+++ Given records +++

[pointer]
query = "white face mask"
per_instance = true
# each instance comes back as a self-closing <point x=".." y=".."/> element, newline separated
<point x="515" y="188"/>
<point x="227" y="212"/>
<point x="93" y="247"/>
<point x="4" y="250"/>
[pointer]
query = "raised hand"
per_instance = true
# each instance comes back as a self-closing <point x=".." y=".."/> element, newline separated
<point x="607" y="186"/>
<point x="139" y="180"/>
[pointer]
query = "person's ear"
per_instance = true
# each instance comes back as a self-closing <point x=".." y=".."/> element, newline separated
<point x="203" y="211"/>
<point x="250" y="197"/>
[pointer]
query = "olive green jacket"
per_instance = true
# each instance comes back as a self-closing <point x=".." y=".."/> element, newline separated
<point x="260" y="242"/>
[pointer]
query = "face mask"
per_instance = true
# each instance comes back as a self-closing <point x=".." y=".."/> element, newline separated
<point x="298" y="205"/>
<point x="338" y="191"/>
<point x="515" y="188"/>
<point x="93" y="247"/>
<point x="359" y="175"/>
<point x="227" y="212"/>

+++

→ Stated problem
Copy the listing above line for line, with nothing altered.

→ Right answer
[pointer]
query = "white face mask"
per_instance = true
# each instance comes back as a self-closing <point x=".." y=".."/> element, newline separated
<point x="515" y="188"/>
<point x="227" y="212"/>
<point x="93" y="247"/>
<point x="4" y="250"/>
[pointer]
query = "raised hand"
per_instance = true
# each instance comes back as a self-closing <point x=".." y=".."/> element, newline separated
<point x="607" y="186"/>
<point x="139" y="180"/>
[pointer]
query = "person's ear"
per_instance = true
# each instance comes back as a self-closing <point x=".." y=".."/> element, newline separated
<point x="203" y="211"/>
<point x="250" y="197"/>
[pointer]
query = "olive green jacket"
per_instance = true
# each instance comes back as a self-closing <point x=".." y=".."/> element, newline separated
<point x="260" y="242"/>
[pointer]
query = "face mask"
per_instance = true
# each instance comes back as a self-closing <point x=".." y=".."/> element, newline separated
<point x="298" y="205"/>
<point x="338" y="191"/>
<point x="515" y="188"/>
<point x="93" y="247"/>
<point x="359" y="175"/>
<point x="227" y="212"/>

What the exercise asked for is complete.